§ **PROBLEM TO SOLVE**:
Beginning with the line where "Where can the tree trunk" appears, retype every remaining line of the data below, both the first and last included.

§ **TASK DATA**:
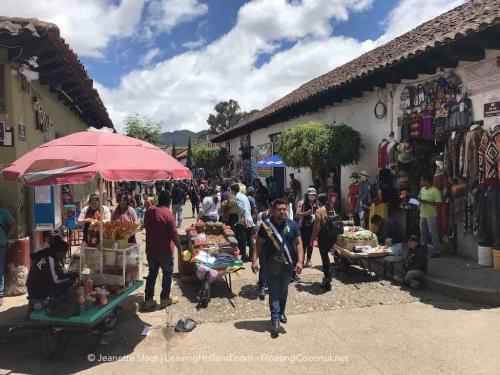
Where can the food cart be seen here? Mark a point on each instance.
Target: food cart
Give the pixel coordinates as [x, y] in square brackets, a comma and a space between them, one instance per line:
[214, 251]
[108, 261]
[357, 246]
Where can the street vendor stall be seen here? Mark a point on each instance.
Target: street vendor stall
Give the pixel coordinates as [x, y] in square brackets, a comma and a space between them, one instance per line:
[109, 265]
[214, 251]
[357, 246]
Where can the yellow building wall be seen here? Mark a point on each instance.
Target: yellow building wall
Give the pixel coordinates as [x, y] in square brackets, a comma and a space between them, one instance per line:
[13, 196]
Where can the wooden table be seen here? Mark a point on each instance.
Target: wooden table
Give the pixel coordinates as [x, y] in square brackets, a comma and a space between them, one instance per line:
[350, 258]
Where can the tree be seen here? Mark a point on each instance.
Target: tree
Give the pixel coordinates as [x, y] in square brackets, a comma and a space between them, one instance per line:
[143, 128]
[227, 114]
[189, 160]
[174, 151]
[320, 147]
[211, 159]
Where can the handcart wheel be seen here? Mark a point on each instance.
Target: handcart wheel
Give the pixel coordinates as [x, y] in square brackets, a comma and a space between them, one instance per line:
[111, 321]
[50, 342]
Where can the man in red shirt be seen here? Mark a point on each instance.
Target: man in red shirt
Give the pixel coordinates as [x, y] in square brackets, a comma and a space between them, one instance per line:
[161, 235]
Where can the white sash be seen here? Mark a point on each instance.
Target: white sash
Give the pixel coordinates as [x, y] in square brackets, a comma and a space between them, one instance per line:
[280, 239]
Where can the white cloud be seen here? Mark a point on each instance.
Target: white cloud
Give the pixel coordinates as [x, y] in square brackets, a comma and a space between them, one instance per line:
[181, 91]
[88, 26]
[149, 56]
[164, 15]
[195, 43]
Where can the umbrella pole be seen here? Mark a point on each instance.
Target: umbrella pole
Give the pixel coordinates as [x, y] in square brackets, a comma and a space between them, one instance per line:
[100, 183]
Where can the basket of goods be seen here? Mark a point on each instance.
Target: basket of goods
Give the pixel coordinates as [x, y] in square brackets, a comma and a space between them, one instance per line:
[118, 233]
[200, 226]
[353, 238]
[228, 232]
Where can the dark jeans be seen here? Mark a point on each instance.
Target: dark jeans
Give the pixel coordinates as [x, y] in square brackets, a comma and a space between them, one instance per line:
[167, 267]
[305, 233]
[245, 238]
[3, 251]
[195, 206]
[277, 284]
[324, 250]
[262, 273]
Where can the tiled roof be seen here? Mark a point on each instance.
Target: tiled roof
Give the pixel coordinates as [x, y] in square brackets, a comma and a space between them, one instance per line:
[464, 20]
[19, 28]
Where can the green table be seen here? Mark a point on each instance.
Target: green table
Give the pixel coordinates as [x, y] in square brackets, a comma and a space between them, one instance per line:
[88, 317]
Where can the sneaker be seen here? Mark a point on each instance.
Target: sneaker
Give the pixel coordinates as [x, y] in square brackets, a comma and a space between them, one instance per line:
[168, 302]
[326, 284]
[262, 293]
[149, 305]
[414, 284]
[397, 279]
[283, 319]
[275, 330]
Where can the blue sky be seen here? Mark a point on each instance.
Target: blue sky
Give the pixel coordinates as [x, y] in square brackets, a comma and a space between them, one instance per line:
[173, 60]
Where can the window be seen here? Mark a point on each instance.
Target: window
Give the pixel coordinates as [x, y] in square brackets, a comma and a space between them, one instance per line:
[3, 104]
[274, 139]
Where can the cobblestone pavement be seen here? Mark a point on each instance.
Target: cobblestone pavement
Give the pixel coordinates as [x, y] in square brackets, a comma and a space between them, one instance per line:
[356, 289]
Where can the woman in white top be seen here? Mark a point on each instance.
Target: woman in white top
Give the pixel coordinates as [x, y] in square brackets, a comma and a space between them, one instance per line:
[210, 207]
[92, 212]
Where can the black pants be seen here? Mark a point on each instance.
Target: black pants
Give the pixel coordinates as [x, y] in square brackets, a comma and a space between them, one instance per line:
[195, 206]
[324, 250]
[245, 238]
[305, 233]
[167, 266]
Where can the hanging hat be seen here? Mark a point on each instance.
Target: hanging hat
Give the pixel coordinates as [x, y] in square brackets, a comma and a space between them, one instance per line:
[311, 191]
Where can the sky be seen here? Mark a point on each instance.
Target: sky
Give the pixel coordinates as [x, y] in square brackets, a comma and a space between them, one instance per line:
[174, 60]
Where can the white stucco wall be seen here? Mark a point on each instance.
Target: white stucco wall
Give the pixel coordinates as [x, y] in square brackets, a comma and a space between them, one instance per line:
[359, 114]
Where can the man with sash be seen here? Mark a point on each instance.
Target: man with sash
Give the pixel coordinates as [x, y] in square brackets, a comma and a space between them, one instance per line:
[280, 245]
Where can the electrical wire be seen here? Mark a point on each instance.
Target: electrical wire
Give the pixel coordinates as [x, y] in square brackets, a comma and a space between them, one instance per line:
[12, 47]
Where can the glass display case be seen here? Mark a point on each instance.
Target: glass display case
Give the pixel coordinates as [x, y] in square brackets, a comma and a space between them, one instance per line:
[110, 266]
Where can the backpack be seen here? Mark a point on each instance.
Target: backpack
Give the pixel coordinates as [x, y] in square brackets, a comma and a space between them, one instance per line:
[334, 225]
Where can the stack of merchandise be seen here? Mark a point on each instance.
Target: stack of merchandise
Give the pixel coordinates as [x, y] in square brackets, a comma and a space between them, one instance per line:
[356, 236]
[213, 247]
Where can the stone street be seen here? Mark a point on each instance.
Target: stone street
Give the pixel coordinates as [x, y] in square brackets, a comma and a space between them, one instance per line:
[365, 325]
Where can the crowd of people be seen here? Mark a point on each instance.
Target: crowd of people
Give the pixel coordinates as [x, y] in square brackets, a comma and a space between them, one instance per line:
[276, 232]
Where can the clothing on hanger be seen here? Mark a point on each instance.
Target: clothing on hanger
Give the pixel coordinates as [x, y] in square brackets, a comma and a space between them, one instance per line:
[470, 155]
[489, 156]
[382, 154]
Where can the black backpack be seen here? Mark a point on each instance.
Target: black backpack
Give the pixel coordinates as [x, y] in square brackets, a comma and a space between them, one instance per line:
[334, 225]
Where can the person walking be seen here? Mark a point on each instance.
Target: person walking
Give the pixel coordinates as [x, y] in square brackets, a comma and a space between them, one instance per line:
[161, 234]
[178, 200]
[430, 198]
[325, 240]
[125, 213]
[209, 207]
[245, 225]
[295, 187]
[306, 209]
[194, 197]
[280, 245]
[8, 227]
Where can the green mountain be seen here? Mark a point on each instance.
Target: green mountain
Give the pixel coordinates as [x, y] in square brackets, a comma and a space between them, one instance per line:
[181, 137]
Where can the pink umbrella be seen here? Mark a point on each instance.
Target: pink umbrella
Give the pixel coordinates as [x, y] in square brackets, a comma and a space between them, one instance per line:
[80, 157]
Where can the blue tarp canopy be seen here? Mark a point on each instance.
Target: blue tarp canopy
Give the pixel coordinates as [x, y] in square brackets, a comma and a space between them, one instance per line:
[271, 161]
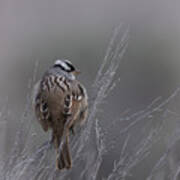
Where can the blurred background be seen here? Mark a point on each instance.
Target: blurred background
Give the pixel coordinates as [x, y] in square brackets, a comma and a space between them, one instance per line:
[43, 31]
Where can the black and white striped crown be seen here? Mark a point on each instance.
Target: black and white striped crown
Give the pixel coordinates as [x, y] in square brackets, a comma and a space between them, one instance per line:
[65, 65]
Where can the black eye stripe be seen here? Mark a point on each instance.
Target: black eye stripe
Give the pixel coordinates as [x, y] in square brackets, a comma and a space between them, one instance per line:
[70, 65]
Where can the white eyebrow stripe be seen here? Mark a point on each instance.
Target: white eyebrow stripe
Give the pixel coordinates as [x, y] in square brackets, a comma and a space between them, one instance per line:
[63, 64]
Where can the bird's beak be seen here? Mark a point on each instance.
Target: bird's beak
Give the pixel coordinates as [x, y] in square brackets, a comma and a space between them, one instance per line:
[76, 72]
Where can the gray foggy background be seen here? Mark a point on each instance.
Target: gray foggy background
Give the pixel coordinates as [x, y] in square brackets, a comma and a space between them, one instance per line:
[42, 31]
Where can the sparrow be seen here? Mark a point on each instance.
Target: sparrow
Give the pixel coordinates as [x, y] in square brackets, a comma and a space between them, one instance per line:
[60, 103]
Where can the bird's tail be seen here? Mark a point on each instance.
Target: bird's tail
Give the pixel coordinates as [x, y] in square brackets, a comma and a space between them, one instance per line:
[63, 159]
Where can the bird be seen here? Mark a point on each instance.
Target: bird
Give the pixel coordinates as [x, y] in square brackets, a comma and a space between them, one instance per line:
[60, 103]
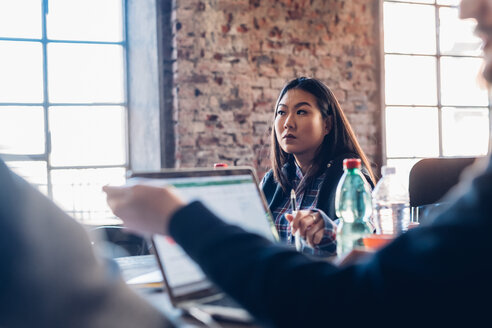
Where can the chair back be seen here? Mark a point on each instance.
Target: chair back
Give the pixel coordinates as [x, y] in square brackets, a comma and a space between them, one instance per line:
[431, 178]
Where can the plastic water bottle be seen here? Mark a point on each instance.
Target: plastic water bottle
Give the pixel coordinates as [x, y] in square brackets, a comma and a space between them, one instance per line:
[353, 207]
[390, 204]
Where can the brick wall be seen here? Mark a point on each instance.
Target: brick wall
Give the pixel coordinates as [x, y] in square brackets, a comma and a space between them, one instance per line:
[233, 56]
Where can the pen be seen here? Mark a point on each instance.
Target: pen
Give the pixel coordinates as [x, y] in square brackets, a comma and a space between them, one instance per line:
[293, 207]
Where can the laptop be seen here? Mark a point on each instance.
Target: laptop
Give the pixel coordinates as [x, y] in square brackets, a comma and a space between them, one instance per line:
[232, 194]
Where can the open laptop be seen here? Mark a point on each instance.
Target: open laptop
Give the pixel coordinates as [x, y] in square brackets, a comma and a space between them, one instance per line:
[232, 194]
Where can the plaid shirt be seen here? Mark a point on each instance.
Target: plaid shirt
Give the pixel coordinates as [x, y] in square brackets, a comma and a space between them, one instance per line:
[306, 200]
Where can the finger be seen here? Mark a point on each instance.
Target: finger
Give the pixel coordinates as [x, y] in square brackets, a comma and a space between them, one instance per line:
[318, 236]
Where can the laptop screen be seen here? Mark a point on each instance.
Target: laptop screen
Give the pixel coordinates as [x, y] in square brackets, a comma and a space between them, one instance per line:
[232, 194]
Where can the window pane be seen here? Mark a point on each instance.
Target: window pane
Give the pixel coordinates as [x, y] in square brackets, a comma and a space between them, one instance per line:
[411, 132]
[410, 80]
[419, 1]
[87, 135]
[457, 37]
[79, 192]
[20, 18]
[457, 80]
[85, 73]
[21, 130]
[403, 167]
[21, 72]
[465, 131]
[89, 20]
[403, 35]
[34, 172]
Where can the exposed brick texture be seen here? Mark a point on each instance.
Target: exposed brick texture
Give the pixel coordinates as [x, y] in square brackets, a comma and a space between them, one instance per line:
[233, 56]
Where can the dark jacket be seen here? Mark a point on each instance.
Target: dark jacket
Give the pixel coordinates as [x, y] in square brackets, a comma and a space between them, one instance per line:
[275, 196]
[437, 275]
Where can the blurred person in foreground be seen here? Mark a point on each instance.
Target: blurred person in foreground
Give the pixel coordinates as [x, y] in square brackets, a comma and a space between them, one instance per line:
[311, 137]
[435, 275]
[49, 273]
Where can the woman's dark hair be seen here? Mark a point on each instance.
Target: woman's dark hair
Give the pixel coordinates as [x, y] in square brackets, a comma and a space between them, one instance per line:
[340, 140]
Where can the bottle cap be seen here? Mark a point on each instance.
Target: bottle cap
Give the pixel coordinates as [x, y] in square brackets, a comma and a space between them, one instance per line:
[385, 170]
[351, 163]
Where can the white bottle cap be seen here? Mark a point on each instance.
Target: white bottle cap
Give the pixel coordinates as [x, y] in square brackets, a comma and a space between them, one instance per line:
[385, 170]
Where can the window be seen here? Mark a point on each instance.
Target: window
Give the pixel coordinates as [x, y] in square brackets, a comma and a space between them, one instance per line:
[433, 108]
[63, 102]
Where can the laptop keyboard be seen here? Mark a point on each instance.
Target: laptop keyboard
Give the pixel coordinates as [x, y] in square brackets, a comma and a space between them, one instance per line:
[224, 301]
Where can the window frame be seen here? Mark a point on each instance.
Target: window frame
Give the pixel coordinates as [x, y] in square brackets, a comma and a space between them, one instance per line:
[46, 103]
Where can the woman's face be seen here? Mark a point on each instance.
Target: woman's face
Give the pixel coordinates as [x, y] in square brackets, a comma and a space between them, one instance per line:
[299, 126]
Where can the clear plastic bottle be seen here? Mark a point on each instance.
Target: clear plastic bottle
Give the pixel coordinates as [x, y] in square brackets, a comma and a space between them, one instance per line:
[353, 207]
[390, 204]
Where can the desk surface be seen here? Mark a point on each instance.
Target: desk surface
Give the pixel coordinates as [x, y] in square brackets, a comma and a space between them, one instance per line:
[135, 267]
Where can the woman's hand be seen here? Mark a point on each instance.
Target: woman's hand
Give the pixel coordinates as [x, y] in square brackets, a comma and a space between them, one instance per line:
[310, 225]
[143, 208]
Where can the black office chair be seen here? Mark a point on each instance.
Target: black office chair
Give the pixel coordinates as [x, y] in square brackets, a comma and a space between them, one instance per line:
[115, 241]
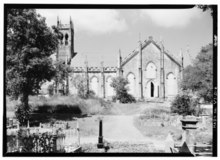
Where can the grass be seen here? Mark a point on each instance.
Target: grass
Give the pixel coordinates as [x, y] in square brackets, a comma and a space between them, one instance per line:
[60, 107]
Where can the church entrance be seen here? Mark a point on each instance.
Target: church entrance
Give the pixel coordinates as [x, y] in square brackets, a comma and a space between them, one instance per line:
[171, 85]
[131, 84]
[152, 89]
[94, 85]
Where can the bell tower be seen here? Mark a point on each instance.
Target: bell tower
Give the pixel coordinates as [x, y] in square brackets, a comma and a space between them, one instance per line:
[65, 50]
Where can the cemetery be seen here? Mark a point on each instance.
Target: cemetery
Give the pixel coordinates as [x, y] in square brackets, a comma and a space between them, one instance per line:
[162, 132]
[151, 102]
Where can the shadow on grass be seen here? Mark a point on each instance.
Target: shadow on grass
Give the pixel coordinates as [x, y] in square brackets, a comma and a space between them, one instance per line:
[49, 114]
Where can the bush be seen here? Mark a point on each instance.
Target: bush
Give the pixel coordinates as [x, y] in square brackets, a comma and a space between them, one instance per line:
[184, 104]
[119, 85]
[124, 98]
[50, 89]
[22, 114]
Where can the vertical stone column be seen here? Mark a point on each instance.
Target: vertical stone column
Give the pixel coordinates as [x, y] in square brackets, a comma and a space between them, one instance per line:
[162, 77]
[140, 76]
[103, 79]
[86, 76]
[119, 72]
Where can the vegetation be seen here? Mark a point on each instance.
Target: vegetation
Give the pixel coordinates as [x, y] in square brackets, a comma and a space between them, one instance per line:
[29, 44]
[50, 90]
[185, 104]
[119, 84]
[199, 77]
[80, 83]
[156, 123]
[62, 71]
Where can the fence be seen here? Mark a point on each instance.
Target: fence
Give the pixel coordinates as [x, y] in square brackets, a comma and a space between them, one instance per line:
[31, 140]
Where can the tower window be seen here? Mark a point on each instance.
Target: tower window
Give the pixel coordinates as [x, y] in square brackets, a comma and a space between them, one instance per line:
[66, 39]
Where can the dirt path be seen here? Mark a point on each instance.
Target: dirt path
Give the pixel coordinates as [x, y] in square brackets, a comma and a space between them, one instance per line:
[120, 128]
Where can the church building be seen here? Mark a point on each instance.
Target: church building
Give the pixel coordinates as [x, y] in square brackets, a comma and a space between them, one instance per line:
[152, 72]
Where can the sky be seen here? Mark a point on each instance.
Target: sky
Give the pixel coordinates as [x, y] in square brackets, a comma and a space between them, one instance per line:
[100, 33]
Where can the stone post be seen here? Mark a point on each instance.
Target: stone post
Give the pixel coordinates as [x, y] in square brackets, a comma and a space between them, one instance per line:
[78, 132]
[103, 79]
[162, 77]
[87, 77]
[140, 71]
[188, 126]
[119, 72]
[100, 140]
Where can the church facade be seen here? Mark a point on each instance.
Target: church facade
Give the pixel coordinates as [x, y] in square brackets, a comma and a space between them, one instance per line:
[151, 71]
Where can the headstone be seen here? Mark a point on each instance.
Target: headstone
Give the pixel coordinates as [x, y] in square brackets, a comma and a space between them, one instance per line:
[100, 140]
[185, 150]
[169, 143]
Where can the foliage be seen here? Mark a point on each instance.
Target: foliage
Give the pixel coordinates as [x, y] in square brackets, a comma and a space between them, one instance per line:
[185, 104]
[205, 8]
[119, 85]
[80, 83]
[199, 76]
[62, 71]
[29, 44]
[50, 89]
[22, 113]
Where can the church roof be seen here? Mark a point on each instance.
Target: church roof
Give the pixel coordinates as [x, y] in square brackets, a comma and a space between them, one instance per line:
[144, 45]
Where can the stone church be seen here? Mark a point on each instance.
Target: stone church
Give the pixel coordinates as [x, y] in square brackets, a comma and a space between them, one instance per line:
[152, 72]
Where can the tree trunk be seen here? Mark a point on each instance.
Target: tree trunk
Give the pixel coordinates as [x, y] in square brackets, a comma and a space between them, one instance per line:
[24, 110]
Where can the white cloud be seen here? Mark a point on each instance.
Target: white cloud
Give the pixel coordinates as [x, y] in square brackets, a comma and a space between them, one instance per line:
[172, 17]
[90, 20]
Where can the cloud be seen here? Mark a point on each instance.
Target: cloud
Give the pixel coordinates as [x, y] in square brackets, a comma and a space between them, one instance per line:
[90, 20]
[172, 17]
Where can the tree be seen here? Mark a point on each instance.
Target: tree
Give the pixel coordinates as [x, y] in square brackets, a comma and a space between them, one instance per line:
[119, 84]
[205, 8]
[62, 71]
[29, 44]
[199, 76]
[185, 104]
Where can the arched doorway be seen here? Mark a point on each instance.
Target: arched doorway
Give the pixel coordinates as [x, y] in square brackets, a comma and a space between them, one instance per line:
[109, 89]
[131, 84]
[151, 90]
[171, 85]
[94, 85]
[151, 70]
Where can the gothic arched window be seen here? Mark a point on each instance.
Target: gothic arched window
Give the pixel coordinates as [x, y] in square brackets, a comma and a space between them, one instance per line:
[151, 70]
[66, 39]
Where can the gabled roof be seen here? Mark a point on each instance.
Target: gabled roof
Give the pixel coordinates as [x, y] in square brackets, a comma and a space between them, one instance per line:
[144, 45]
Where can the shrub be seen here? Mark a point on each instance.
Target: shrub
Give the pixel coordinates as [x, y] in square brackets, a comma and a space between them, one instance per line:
[184, 104]
[22, 114]
[50, 89]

§ **SOLUTION FOR THIS PROBLEM**:
Where can the tree trunk be seen here? Mark a point on each instance.
Target: tree trunk
Give the pixel coordinates as [x, y] in square brackets, a comma and a space between them, one instance per line:
[24, 110]
Where can the white cloud be seen here? Mark a point on each instance.
Target: white cloud
Give the pixel coordinates as [x, y] in square brackets, a comma and a space between them, one instance per line:
[172, 17]
[90, 20]
Where can the cloud be seen here? Mark a point on each instance.
Target: cloud
Give the pixel coordinates as [x, y] in square brackets, a comma and a space between them, one instance per line:
[90, 20]
[172, 17]
Where can the tree be seen here? Mark a point on each instance.
Target: tree
Give the pixel coordinates as [x, y] in square brackets, a comma and a space between them, one instance per line:
[119, 84]
[205, 8]
[62, 71]
[29, 44]
[199, 76]
[185, 104]
Where can the arched doorway be seen here? Mark a point on each instance.
Target: arched doorway
Give the pixel coordinates as [x, y] in square brackets, a comma and a space between them, one instance per line:
[109, 89]
[131, 84]
[151, 90]
[171, 85]
[94, 85]
[151, 70]
Where can the gothic arched window be seen here? Mark a point on each instance.
Target: gothic arched window
Give the pixel coordinates as [x, y] in square brackets, a comma and a space between them, one instance per line:
[151, 70]
[66, 39]
Where can the gabled roof be seen here? Mark a point on each instance.
Target: gabled roof
Give the pixel coordinates as [x, y] in square brackets, a comma and a space between them, one instance per line:
[144, 45]
Where can the shrub be seen here? Mark a point on each instance.
Target: shrub
Give the pixel coordinates as [x, y] in square brackets, a comma and a space between them, one instance per line:
[184, 104]
[22, 114]
[50, 89]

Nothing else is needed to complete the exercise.